■ **AIM OF THE EXERCISE**
Pull out each line of the records that contains the string "ceiling", and list those lines as they appear.

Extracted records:
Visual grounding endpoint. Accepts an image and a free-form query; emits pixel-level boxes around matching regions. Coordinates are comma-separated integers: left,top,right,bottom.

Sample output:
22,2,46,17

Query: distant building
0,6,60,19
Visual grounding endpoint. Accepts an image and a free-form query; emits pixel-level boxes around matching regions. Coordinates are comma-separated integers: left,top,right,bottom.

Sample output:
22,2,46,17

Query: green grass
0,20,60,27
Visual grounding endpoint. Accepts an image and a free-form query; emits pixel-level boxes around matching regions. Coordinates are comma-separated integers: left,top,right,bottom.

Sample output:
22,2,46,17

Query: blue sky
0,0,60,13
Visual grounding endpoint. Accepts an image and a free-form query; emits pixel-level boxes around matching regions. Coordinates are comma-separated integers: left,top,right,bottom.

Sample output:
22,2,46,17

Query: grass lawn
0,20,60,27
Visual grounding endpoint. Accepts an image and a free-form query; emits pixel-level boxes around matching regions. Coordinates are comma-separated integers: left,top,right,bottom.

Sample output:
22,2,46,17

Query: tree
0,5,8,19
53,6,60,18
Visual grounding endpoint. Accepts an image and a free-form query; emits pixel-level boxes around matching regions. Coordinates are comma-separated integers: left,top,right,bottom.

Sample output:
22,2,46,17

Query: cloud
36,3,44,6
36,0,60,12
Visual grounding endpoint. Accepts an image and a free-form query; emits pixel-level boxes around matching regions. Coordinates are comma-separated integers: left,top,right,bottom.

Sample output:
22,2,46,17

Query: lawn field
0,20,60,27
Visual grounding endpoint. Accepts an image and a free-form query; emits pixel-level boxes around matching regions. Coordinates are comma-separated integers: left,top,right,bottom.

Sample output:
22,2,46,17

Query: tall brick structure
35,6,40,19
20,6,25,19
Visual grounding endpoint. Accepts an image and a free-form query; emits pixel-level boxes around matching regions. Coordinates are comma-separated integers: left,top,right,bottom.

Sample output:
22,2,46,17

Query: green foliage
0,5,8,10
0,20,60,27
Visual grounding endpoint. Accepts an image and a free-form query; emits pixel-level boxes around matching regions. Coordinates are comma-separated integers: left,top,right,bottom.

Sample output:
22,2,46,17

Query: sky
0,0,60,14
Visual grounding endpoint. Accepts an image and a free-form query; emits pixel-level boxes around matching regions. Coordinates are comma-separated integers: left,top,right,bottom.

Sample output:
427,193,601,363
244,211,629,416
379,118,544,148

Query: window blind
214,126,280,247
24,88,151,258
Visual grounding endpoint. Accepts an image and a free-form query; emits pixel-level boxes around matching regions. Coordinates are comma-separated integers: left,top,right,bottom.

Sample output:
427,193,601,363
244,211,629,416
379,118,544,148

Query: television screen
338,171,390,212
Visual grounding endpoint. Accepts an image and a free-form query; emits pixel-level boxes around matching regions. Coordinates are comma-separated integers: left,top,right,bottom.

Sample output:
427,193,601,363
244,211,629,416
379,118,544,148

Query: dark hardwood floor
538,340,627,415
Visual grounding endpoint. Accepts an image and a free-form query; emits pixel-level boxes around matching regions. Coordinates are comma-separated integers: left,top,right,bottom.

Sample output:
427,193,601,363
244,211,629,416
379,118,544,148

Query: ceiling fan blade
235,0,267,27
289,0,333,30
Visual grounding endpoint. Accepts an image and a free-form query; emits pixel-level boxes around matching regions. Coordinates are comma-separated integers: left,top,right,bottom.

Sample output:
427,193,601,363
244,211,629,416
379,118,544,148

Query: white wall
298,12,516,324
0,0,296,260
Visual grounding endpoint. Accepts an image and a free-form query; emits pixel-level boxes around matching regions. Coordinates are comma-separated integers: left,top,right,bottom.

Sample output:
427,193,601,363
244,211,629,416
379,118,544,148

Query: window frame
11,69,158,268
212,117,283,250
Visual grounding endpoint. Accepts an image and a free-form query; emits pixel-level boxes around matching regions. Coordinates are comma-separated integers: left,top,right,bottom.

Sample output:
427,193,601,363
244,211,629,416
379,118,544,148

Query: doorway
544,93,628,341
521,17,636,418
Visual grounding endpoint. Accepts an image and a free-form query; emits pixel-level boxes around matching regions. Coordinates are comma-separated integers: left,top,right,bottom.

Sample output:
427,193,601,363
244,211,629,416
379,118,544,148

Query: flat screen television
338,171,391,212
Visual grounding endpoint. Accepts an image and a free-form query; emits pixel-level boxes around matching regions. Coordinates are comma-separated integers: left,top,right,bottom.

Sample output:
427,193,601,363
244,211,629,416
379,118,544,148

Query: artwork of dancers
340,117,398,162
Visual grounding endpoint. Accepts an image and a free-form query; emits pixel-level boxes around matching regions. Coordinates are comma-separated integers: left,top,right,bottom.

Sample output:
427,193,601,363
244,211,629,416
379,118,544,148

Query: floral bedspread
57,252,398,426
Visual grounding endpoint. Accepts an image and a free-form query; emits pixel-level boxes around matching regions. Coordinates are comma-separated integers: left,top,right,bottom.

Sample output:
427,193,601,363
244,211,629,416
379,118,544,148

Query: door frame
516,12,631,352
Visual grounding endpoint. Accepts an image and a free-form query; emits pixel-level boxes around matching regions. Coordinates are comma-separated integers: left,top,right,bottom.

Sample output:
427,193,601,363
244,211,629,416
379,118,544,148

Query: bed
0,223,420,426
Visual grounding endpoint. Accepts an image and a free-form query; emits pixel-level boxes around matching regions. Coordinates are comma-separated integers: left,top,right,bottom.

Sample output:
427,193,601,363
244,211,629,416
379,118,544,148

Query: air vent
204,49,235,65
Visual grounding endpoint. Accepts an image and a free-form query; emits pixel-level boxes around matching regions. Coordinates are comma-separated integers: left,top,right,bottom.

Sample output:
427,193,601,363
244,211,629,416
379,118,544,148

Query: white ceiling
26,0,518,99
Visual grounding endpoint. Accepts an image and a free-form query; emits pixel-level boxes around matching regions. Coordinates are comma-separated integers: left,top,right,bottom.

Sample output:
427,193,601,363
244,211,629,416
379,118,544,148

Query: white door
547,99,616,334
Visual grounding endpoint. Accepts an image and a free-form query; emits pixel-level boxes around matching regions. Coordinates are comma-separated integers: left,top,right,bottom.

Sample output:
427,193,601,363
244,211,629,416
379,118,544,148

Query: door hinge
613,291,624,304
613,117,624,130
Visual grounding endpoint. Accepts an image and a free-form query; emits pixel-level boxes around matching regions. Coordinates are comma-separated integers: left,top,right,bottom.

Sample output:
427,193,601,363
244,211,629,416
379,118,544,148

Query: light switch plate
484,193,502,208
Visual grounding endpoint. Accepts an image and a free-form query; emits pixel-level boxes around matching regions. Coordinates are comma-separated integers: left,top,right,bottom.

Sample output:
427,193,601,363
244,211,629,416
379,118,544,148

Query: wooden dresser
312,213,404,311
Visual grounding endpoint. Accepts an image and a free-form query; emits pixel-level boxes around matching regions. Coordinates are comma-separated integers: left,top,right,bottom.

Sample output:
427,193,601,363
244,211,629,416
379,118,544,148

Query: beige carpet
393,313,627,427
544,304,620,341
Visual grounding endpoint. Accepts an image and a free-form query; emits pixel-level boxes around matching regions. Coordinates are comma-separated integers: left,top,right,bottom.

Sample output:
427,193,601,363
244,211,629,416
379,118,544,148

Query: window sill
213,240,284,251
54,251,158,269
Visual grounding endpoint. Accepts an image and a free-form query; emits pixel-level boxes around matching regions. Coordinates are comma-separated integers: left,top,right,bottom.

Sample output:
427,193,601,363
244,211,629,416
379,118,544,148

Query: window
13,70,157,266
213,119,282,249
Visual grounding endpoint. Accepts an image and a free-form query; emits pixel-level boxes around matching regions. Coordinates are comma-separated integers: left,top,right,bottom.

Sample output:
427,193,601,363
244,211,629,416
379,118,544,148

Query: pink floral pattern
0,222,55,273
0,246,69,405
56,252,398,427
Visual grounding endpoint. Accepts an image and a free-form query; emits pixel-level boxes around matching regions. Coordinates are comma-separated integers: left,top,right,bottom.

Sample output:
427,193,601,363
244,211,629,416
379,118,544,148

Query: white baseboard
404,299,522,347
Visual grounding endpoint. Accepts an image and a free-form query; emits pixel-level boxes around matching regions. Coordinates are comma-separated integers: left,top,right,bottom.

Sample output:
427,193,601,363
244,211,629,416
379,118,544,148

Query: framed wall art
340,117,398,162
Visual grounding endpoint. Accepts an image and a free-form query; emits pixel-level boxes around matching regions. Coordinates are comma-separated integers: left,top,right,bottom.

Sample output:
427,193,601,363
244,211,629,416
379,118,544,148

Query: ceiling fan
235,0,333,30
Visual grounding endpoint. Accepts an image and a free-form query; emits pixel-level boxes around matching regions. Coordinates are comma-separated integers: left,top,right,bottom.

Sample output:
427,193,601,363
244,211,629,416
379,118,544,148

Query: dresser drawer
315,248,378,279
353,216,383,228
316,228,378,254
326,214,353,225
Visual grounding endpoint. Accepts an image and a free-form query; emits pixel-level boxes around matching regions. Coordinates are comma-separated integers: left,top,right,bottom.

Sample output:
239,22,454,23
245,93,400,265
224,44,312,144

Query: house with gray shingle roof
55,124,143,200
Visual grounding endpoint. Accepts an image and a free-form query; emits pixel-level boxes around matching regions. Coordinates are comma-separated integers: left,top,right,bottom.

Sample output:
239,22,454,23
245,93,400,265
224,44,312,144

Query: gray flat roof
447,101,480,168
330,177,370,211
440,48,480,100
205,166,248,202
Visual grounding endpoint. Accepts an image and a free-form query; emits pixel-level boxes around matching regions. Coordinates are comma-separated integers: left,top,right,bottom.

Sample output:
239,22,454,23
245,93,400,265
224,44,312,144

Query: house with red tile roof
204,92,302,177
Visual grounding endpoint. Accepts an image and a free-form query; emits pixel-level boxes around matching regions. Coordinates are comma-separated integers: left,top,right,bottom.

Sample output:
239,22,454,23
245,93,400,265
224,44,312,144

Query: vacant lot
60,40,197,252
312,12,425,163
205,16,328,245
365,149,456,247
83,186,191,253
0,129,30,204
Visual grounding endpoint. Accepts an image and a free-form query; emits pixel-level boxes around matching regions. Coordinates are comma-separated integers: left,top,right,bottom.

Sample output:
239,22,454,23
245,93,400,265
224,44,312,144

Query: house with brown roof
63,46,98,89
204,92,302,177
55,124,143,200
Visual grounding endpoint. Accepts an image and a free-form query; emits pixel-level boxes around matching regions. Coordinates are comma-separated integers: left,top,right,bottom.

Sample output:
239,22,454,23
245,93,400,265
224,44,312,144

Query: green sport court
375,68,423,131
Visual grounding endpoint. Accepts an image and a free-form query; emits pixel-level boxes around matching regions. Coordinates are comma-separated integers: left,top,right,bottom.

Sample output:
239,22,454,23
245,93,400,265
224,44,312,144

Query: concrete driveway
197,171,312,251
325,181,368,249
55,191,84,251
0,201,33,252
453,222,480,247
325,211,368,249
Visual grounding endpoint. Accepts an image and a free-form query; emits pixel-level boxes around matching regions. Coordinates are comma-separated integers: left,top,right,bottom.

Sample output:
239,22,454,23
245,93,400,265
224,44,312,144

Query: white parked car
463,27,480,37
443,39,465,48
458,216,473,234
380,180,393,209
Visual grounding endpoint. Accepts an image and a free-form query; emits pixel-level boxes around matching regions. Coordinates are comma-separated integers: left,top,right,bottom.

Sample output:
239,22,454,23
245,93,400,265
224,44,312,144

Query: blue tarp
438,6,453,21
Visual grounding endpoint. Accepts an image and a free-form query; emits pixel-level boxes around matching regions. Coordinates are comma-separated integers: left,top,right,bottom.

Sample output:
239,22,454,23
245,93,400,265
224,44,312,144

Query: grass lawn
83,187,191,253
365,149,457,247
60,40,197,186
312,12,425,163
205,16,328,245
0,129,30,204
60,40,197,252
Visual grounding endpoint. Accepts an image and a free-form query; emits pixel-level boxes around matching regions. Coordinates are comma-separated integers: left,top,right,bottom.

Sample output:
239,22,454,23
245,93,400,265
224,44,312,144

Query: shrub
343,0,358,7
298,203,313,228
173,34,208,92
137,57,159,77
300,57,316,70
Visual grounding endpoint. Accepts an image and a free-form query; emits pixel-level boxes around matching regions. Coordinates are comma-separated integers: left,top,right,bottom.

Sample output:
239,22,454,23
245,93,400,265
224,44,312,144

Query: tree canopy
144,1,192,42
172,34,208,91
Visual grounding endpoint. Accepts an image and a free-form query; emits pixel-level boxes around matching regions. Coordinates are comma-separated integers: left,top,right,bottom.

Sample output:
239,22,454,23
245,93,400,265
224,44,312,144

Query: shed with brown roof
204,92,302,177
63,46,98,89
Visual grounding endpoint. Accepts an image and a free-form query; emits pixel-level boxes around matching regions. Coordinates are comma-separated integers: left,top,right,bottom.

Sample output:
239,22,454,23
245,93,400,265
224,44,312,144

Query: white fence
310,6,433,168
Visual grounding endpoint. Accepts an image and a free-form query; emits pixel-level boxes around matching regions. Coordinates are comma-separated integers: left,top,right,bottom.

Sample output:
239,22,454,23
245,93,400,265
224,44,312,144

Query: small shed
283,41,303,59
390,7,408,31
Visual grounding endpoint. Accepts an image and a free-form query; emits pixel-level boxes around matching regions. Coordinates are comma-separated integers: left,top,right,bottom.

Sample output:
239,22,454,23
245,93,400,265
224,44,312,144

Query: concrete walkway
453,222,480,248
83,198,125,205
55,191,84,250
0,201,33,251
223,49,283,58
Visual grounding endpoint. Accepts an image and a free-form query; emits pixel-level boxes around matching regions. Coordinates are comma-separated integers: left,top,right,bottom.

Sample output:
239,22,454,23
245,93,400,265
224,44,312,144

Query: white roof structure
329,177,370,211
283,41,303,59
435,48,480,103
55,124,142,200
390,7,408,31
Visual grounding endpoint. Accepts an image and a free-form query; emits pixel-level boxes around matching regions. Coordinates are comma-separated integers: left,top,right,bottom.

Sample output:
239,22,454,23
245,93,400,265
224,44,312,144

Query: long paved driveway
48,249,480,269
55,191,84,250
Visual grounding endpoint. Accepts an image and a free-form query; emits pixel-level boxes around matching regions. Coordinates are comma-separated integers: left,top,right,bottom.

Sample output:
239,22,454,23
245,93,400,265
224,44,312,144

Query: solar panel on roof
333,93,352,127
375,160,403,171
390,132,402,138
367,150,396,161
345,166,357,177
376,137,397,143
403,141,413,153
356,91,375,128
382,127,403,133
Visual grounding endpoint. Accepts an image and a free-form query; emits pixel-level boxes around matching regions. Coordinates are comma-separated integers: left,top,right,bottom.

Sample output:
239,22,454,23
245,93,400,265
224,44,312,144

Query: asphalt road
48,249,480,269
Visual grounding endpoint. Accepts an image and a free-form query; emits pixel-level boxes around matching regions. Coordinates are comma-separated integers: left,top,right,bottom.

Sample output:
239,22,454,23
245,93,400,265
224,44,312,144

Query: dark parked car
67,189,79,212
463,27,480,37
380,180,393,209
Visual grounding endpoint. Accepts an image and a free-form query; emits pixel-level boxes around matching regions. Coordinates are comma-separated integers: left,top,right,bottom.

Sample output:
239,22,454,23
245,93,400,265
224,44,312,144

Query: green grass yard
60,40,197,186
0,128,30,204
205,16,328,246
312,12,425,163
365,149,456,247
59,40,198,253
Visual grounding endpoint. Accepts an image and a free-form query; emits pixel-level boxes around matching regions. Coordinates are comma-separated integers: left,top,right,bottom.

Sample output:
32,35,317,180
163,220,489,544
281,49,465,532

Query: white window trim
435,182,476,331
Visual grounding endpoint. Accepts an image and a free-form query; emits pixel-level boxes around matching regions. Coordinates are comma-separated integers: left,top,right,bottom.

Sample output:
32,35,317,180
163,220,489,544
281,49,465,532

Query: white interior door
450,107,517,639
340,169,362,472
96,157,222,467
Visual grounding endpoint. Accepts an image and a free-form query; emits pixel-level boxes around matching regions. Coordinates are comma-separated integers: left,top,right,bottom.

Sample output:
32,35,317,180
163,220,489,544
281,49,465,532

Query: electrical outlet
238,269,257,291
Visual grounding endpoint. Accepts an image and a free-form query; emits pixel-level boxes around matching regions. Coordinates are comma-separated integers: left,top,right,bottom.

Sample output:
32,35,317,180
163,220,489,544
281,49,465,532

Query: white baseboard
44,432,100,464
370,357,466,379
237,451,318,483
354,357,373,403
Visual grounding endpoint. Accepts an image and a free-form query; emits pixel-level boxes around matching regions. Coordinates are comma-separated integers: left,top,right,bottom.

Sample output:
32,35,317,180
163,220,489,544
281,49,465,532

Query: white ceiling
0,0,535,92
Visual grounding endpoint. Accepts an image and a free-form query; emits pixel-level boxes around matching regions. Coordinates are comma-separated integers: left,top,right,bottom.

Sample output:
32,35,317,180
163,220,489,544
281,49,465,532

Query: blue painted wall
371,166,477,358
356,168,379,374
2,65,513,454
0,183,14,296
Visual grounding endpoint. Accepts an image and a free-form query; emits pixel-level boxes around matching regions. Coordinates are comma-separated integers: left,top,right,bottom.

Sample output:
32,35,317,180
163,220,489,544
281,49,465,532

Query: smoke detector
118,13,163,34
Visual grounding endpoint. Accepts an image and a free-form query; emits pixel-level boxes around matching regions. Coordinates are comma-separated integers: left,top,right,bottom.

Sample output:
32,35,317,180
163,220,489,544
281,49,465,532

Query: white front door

■ **ANSWER FOR THIS EXERCISE**
Query: ceiling fan blade
Query: white ceiling
Query: ceiling fan
Query: white ceiling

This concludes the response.